**WHAT NEEDS TO BE DONE:**
Select and copy each line in the rows below that contains the word "front".

**Dataset rows:**
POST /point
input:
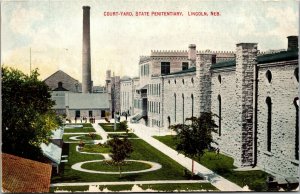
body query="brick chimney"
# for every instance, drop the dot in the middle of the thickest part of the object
(292, 43)
(86, 52)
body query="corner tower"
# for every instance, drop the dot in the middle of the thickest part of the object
(86, 52)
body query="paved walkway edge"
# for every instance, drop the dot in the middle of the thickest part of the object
(216, 180)
(129, 182)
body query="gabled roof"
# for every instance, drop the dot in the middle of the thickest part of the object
(20, 175)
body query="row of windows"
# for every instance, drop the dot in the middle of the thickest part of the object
(154, 89)
(137, 103)
(145, 70)
(192, 81)
(165, 67)
(155, 123)
(154, 107)
(269, 76)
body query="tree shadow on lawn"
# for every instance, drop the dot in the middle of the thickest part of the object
(129, 177)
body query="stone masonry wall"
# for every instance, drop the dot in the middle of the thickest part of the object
(282, 90)
(183, 86)
(246, 59)
(228, 140)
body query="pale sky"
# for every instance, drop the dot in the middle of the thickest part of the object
(53, 30)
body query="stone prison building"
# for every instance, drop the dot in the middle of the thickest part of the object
(255, 95)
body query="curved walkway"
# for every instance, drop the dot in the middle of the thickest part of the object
(129, 182)
(154, 166)
(216, 180)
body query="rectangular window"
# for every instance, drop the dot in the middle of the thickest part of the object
(185, 65)
(165, 68)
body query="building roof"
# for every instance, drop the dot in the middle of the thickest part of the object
(87, 101)
(21, 175)
(52, 151)
(268, 58)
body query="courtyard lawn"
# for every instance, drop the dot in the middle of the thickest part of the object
(96, 148)
(79, 130)
(169, 187)
(223, 165)
(142, 151)
(128, 166)
(83, 124)
(83, 137)
(109, 127)
(121, 135)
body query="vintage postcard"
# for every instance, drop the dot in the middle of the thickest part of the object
(150, 96)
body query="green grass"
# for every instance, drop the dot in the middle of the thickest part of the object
(83, 124)
(157, 187)
(80, 130)
(169, 140)
(109, 127)
(108, 167)
(96, 148)
(121, 135)
(85, 137)
(223, 165)
(69, 188)
(142, 151)
(179, 187)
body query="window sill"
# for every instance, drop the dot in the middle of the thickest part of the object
(268, 153)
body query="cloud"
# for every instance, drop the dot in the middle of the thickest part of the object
(286, 19)
(23, 20)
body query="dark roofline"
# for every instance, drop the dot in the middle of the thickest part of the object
(268, 58)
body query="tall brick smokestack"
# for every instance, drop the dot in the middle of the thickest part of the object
(86, 52)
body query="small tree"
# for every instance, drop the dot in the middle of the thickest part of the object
(194, 138)
(120, 149)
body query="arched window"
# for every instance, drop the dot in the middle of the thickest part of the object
(269, 123)
(183, 108)
(174, 107)
(219, 79)
(220, 113)
(192, 96)
(269, 76)
(296, 103)
(296, 74)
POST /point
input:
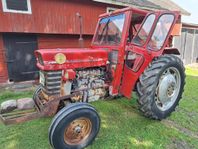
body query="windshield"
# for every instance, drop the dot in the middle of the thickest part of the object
(110, 30)
(143, 33)
(161, 31)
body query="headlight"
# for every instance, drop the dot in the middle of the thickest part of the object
(40, 60)
(60, 58)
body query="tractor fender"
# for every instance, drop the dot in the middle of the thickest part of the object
(170, 50)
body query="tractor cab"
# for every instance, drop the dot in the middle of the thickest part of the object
(133, 37)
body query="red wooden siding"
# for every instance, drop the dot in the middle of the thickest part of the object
(3, 66)
(62, 41)
(54, 16)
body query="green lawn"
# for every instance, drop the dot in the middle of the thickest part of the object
(123, 126)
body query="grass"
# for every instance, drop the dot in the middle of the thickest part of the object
(123, 126)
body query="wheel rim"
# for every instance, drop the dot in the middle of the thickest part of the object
(77, 131)
(168, 88)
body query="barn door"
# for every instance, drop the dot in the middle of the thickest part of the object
(20, 57)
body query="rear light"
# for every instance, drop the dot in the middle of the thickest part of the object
(139, 60)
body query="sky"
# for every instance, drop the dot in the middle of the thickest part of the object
(192, 7)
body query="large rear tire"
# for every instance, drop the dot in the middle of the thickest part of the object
(160, 87)
(74, 127)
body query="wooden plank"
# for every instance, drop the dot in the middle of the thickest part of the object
(54, 17)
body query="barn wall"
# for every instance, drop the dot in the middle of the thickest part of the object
(62, 41)
(54, 16)
(3, 66)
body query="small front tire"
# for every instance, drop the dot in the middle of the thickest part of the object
(74, 127)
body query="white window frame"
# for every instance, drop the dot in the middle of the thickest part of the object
(110, 9)
(5, 8)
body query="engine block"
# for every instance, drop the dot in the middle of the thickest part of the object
(93, 80)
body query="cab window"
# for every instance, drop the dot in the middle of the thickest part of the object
(161, 31)
(144, 31)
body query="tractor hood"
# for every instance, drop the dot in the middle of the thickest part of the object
(60, 59)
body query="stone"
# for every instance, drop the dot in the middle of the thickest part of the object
(8, 106)
(25, 104)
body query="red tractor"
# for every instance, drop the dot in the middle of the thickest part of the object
(131, 50)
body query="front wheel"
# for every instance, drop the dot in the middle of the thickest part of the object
(74, 127)
(160, 87)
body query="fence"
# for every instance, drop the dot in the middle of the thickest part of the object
(187, 44)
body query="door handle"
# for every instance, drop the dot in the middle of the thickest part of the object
(10, 61)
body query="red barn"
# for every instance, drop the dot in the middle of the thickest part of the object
(27, 25)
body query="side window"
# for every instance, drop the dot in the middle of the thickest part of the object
(144, 31)
(161, 31)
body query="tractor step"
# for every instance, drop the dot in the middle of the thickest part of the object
(19, 116)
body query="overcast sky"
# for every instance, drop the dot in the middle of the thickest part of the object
(192, 7)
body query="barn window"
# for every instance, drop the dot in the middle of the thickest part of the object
(17, 6)
(110, 9)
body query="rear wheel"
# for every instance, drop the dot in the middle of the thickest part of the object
(74, 127)
(160, 87)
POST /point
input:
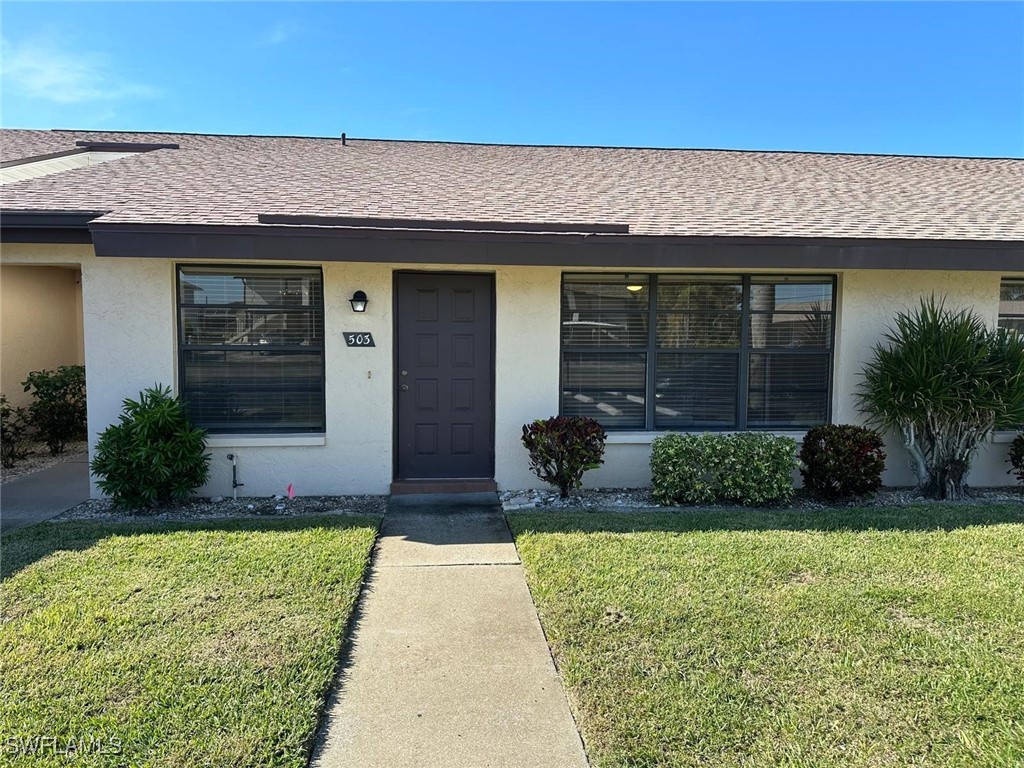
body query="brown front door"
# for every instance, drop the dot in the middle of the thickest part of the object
(444, 399)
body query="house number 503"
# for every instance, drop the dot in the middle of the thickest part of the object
(358, 339)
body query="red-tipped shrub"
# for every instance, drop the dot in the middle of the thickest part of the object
(562, 448)
(842, 460)
(1016, 458)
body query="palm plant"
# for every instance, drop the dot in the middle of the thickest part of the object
(944, 380)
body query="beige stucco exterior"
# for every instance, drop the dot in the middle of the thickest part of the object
(40, 324)
(129, 329)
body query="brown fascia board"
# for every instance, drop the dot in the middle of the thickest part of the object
(442, 224)
(265, 243)
(41, 158)
(124, 145)
(46, 226)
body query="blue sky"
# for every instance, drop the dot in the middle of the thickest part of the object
(903, 78)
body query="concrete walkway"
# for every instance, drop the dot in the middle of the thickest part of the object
(449, 665)
(44, 494)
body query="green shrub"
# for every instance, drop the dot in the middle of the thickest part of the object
(944, 380)
(153, 455)
(1016, 458)
(57, 409)
(15, 431)
(562, 448)
(743, 468)
(842, 460)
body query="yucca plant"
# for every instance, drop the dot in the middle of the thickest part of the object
(943, 380)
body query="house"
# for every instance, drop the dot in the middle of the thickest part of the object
(651, 289)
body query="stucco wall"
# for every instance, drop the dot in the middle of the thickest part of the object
(40, 324)
(868, 301)
(129, 325)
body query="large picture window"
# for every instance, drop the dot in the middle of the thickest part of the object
(251, 343)
(677, 351)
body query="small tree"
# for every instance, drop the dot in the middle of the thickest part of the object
(944, 381)
(57, 409)
(153, 455)
(562, 448)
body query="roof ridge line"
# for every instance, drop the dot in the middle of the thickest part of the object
(542, 145)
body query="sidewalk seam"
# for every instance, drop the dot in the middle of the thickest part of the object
(547, 644)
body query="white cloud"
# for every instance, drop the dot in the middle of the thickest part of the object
(43, 70)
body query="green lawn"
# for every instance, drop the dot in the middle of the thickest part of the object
(772, 638)
(175, 644)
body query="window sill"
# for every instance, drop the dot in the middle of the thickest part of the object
(264, 440)
(645, 438)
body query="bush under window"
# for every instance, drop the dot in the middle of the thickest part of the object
(743, 468)
(562, 448)
(57, 410)
(153, 455)
(842, 460)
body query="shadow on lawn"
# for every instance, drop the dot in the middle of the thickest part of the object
(23, 547)
(914, 517)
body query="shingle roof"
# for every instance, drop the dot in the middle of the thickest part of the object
(214, 179)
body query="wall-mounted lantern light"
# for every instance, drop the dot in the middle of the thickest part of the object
(358, 301)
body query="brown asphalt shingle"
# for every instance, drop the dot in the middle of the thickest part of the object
(231, 179)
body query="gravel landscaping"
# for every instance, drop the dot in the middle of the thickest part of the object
(640, 499)
(217, 508)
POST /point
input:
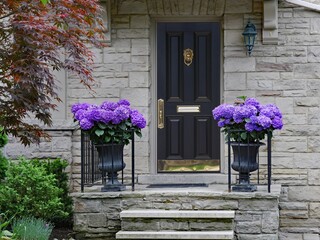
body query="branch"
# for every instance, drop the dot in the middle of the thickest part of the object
(8, 15)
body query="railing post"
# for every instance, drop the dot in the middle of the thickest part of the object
(229, 163)
(82, 162)
(269, 162)
(132, 161)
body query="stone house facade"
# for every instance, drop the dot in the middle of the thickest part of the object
(283, 69)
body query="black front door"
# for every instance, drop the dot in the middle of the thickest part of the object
(188, 88)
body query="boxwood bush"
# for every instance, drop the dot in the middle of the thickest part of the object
(28, 190)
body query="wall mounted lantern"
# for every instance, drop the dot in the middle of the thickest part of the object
(249, 35)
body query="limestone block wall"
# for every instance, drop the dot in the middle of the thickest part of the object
(286, 74)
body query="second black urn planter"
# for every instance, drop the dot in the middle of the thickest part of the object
(245, 161)
(111, 161)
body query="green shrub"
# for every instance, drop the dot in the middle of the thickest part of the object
(4, 233)
(3, 138)
(3, 166)
(30, 228)
(29, 190)
(57, 168)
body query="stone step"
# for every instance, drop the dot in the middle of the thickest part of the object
(175, 235)
(176, 220)
(153, 213)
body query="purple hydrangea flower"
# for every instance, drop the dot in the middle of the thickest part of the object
(224, 122)
(85, 124)
(264, 121)
(80, 114)
(124, 102)
(277, 123)
(106, 116)
(244, 111)
(253, 102)
(121, 113)
(94, 114)
(137, 119)
(77, 106)
(250, 127)
(223, 111)
(109, 105)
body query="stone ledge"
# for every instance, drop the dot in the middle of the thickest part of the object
(213, 191)
(176, 214)
(174, 235)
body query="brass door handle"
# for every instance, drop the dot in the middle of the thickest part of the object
(160, 113)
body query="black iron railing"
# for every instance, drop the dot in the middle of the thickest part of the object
(90, 173)
(230, 142)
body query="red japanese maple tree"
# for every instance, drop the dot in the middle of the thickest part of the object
(33, 36)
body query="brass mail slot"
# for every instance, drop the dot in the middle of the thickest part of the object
(188, 108)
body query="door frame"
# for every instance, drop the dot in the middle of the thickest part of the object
(153, 57)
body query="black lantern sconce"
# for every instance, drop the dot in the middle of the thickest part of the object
(249, 35)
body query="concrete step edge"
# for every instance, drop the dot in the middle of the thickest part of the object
(155, 213)
(175, 235)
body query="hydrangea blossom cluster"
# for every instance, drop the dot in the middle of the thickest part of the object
(110, 121)
(255, 119)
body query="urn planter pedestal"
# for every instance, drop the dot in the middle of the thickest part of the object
(245, 161)
(110, 163)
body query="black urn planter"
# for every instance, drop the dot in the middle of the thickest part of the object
(244, 162)
(111, 161)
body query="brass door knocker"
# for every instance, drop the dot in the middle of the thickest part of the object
(188, 56)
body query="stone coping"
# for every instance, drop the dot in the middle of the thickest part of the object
(156, 213)
(215, 191)
(175, 235)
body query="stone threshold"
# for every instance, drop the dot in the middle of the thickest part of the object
(184, 178)
(174, 235)
(214, 190)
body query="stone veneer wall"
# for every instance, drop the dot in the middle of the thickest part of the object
(286, 74)
(97, 215)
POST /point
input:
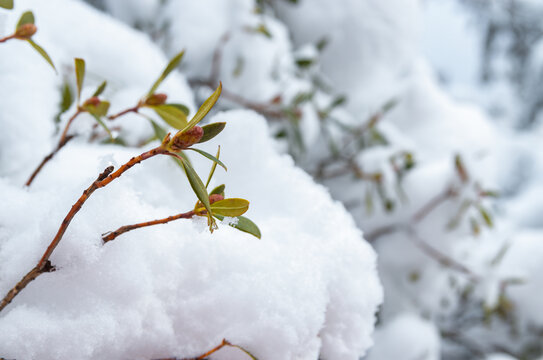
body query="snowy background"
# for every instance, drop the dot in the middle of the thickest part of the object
(391, 150)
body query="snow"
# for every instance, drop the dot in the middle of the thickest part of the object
(406, 337)
(309, 287)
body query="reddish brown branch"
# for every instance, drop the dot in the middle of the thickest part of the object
(212, 351)
(103, 179)
(442, 258)
(113, 234)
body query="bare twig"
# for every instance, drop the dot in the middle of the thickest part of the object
(440, 257)
(212, 351)
(113, 234)
(4, 39)
(44, 265)
(419, 215)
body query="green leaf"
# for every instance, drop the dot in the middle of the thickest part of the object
(181, 107)
(486, 216)
(239, 347)
(67, 98)
(26, 18)
(244, 224)
(169, 68)
(99, 121)
(199, 189)
(218, 190)
(205, 108)
(171, 115)
(230, 207)
(100, 89)
(211, 130)
(6, 4)
(80, 75)
(160, 133)
(42, 52)
(213, 167)
(209, 156)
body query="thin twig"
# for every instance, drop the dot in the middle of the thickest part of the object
(113, 234)
(212, 351)
(267, 109)
(440, 257)
(103, 179)
(4, 39)
(424, 211)
(419, 215)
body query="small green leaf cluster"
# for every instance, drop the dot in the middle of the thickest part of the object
(189, 133)
(25, 29)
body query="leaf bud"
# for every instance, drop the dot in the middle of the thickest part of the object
(183, 140)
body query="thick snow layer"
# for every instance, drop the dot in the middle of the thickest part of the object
(112, 51)
(309, 285)
(371, 45)
(309, 288)
(406, 337)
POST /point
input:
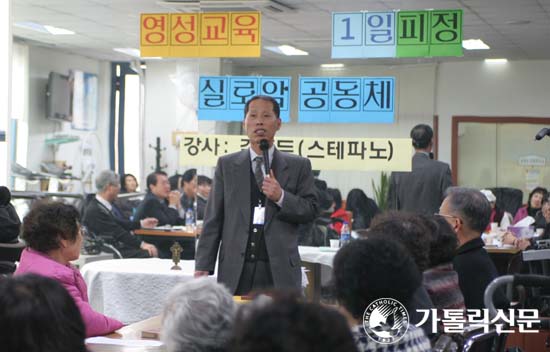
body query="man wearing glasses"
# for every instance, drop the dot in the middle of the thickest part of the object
(422, 189)
(468, 211)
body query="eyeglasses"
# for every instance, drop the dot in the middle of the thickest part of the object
(448, 216)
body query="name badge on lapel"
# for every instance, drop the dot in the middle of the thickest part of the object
(259, 215)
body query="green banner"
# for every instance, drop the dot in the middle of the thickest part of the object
(412, 34)
(446, 33)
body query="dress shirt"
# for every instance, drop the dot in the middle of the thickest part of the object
(104, 202)
(253, 156)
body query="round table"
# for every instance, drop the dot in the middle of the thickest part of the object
(131, 290)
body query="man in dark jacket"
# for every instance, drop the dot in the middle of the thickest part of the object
(468, 211)
(9, 220)
(100, 217)
(422, 189)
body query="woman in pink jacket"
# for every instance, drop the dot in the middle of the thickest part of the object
(53, 237)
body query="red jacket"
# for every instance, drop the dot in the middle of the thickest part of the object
(39, 263)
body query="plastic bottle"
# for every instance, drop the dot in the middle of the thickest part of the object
(189, 218)
(345, 234)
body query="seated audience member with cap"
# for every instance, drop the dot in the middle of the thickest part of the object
(285, 324)
(38, 315)
(440, 279)
(164, 205)
(128, 204)
(499, 216)
(467, 211)
(198, 316)
(101, 219)
(53, 236)
(386, 270)
(412, 233)
(9, 220)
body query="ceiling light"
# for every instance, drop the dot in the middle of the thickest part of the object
(37, 27)
(332, 66)
(128, 51)
(474, 44)
(496, 61)
(32, 26)
(287, 50)
(58, 31)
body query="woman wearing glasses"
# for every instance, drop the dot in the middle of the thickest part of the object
(53, 235)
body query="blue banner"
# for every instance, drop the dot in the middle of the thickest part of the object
(346, 99)
(223, 98)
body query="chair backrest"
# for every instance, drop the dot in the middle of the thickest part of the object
(11, 252)
(508, 199)
(480, 341)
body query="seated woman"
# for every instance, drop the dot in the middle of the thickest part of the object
(362, 207)
(9, 220)
(198, 316)
(128, 204)
(53, 236)
(38, 315)
(440, 279)
(387, 271)
(339, 214)
(501, 217)
(534, 204)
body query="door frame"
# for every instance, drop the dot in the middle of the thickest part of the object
(484, 119)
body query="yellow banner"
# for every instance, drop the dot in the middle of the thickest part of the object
(364, 154)
(208, 34)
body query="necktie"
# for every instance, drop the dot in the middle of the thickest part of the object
(258, 174)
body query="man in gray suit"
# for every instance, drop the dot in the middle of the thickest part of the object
(421, 190)
(251, 217)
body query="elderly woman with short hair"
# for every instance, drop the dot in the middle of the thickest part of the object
(53, 235)
(198, 317)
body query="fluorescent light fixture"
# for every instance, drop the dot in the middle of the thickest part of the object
(32, 26)
(287, 50)
(128, 51)
(58, 31)
(474, 44)
(37, 27)
(332, 66)
(496, 61)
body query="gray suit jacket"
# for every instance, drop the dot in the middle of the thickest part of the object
(227, 219)
(421, 190)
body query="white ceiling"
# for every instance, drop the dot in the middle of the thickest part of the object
(514, 29)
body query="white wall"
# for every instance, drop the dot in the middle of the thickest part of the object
(41, 62)
(414, 104)
(171, 96)
(5, 82)
(515, 89)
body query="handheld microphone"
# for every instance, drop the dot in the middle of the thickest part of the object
(264, 146)
(542, 133)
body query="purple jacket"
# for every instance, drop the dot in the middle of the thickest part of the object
(67, 275)
(520, 214)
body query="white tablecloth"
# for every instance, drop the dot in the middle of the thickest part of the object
(318, 255)
(131, 290)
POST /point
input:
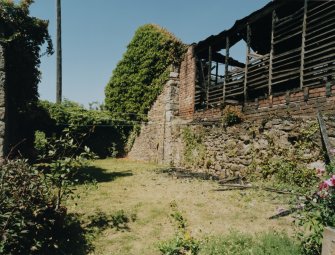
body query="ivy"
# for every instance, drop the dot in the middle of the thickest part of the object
(140, 76)
(22, 37)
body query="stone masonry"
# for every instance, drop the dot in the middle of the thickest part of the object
(187, 84)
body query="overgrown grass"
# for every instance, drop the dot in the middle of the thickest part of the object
(145, 196)
(246, 244)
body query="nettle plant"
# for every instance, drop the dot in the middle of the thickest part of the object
(318, 213)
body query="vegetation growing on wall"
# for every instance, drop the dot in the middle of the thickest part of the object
(139, 77)
(97, 129)
(22, 37)
(195, 150)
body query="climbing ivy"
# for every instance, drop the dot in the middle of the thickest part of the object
(22, 37)
(139, 77)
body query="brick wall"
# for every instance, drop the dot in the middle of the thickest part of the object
(298, 103)
(187, 84)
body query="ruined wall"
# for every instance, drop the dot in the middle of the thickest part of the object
(187, 84)
(296, 103)
(2, 102)
(241, 149)
(154, 144)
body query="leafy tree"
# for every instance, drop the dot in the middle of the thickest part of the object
(140, 76)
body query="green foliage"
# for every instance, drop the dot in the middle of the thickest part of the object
(287, 171)
(61, 163)
(33, 219)
(22, 37)
(101, 221)
(195, 150)
(29, 220)
(318, 213)
(182, 243)
(139, 77)
(97, 129)
(232, 115)
(244, 244)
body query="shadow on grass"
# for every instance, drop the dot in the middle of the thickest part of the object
(97, 174)
(76, 237)
(181, 173)
(73, 238)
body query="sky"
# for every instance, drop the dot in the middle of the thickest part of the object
(95, 35)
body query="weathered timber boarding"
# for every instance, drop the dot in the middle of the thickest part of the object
(290, 46)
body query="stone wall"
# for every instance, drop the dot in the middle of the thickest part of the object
(241, 149)
(2, 102)
(272, 126)
(154, 144)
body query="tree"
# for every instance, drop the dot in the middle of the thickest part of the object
(140, 76)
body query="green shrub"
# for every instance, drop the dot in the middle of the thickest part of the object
(97, 129)
(318, 213)
(232, 115)
(182, 243)
(140, 76)
(28, 216)
(195, 150)
(245, 244)
(33, 219)
(289, 172)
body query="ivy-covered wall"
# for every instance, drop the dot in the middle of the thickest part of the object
(22, 37)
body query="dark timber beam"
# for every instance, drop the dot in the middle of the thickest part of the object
(303, 44)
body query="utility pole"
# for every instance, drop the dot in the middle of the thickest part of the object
(59, 53)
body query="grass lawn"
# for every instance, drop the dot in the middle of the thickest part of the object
(144, 192)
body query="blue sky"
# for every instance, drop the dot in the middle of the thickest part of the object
(95, 35)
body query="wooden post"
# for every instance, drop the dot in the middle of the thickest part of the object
(247, 64)
(59, 54)
(325, 137)
(274, 16)
(216, 72)
(328, 243)
(226, 70)
(209, 75)
(303, 43)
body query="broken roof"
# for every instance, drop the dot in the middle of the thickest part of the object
(260, 22)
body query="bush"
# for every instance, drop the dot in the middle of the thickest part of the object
(96, 129)
(232, 115)
(28, 217)
(182, 243)
(195, 150)
(318, 213)
(289, 172)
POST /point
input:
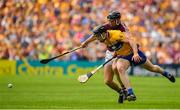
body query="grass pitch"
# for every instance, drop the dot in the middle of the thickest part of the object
(65, 92)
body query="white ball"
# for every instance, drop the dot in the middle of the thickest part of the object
(10, 85)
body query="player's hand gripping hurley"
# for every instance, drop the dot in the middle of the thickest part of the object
(84, 78)
(45, 61)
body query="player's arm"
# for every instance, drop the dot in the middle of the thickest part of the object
(89, 40)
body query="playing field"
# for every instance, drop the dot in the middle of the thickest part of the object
(67, 93)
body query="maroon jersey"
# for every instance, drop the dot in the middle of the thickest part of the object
(122, 27)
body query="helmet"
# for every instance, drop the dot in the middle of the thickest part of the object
(98, 33)
(114, 15)
(99, 29)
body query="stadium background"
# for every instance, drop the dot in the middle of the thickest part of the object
(31, 30)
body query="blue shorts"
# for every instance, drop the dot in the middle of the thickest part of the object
(129, 58)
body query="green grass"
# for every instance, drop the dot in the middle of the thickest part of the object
(66, 92)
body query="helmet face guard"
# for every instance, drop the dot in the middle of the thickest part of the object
(114, 15)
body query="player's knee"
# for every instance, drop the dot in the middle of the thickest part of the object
(121, 70)
(114, 67)
(108, 81)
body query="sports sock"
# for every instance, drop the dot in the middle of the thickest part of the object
(130, 91)
(166, 74)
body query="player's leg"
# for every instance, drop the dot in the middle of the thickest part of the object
(108, 77)
(155, 68)
(122, 66)
(123, 92)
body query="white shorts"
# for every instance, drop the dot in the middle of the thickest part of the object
(109, 55)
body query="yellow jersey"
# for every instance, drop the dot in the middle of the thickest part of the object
(115, 43)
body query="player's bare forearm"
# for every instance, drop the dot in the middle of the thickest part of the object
(131, 42)
(89, 40)
(133, 46)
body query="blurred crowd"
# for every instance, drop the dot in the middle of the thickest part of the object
(37, 29)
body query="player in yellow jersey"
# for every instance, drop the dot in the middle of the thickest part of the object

**COMPLETE OUTPUT:**
body query="small front tire"
body query="front wheel"
body query="brown front door"
body query="black front door"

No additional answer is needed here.